List of tasks
1. What percentage of the company's executives are women, according to the article on misconduct allegations at Microsoft?
2. Please resume the article on misconduct allegations at Microsoft, picking up right after its final sentence.

Supplied passage
_ _ _

Current and former employees are frustrated with the company's "golden boy" executives, and also with CEO Satya Nadella for allegedly enabling them.
Microsoft employees have accused three of the company’s executives--Alex Kipman, Tom Keane, and former executive Terry Myerson--of workplace misconduct, reported Insider on Wednesday. Furthermore, Microsoft CEO Satya Nadella is alleged to have been complicit in the named executives’ actions by refusing to take a hardline stance on issues at the company.
Kipman--the architect behind Microsoft’s HoloLens and the Xbox Kinect--was accused of sexually harassing women at the company while also reportedly diminishing the accomplishments of women employees. One incident saw the executive allegedly broadcast what employees described as “VR Porn” to an office that still had workers in it.
Both Tom Keane--a tech executive who formerly worked on Microsoft’s Azure cloud service--and former Microsoft executive vice president Terry Myerson were also alleged to be abusive in the workplace. Both were accused of aggressively berating other employees in public forums.
Both Keane and Kipman are still employed by Microsoft at the time of writing, while Myerson reportedly left the company on “great terms” in 2018. According to the report, the lack of discipline handed out to the “golden boy” executives is owed, at least in part, to the conflict-averse nature of CEO Nadella.
The employees interviewed by Insider expressed disappointment with Nadella, who is alleged to have been “gliding on the reputation of culture change” through public statements without actually enforcing said change within the company.
As outlined by the report, Nadella’s efforts to address deep-seated issues in Microsoft’s culture, such as a lack of diversity, have been fairly negligible. Just 25% of the company’s executives are women, and gender discrimination remains prevalent at the company.

_ _ _

Data extract
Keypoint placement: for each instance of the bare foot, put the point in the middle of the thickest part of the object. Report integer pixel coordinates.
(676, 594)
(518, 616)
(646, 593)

_ _ _

Task-by-task outputs
1. 25%

2.
The company’s hiring process was also described as tokenizing, with one Black employee expressing that, during her multiple job interviews with Microsoft, she felt as if the company was trying to “check a ‘minority’ box” in the interview process, rather than strive for racial equity.”
Employees’ dissatisfaction with Nadella’s knack for inaction reportedly came to a head earlier this year when Microsoft announced it would acquire Activision Blizzard, which previously underwent its own sexual harassment scandal last year.
According to the report, employees were not pleased with the deal, with many expressing concerns over merging with a company that--not even a year prior--had been described by the California Department of Fair Employment and Housing (DFEH) as having a toxic “frat boy” culture. One employee expressed concern at the possibility that said culture could “fester and spread within Microsoft.”
Another employee interviewed for the report claimed that in order for Nadella to take action within the company, “it has to be something that puts [Nadella] at risk.”
Microsoft isn’t the only large tech firm alleged to have a toxic work environment. Tesla was hit with multiple lawsuits claiming sexual harassment last year, while Sony was also hit with one claiming gender discrimination earlier this week.